## What the task asks
Copy the listing below in full, requests included, and scale every point coordinate in the answers by 1.85, rounding each result to a whole number with halves rounded up. Leave all other numbers unchanged, including those in the requests and their format samples.
"""
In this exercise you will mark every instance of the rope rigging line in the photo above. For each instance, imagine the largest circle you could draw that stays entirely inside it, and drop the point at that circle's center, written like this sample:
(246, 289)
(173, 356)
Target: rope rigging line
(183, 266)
"""
## Written answer
In this exercise you will mark every instance of the rope rigging line in the photo above. For each instance, imagine the largest circle you could draw that stays entirely inside it, and drop the point at that circle's center, written like this sample:
(246, 289)
(173, 356)
Target: rope rigging line
(339, 492)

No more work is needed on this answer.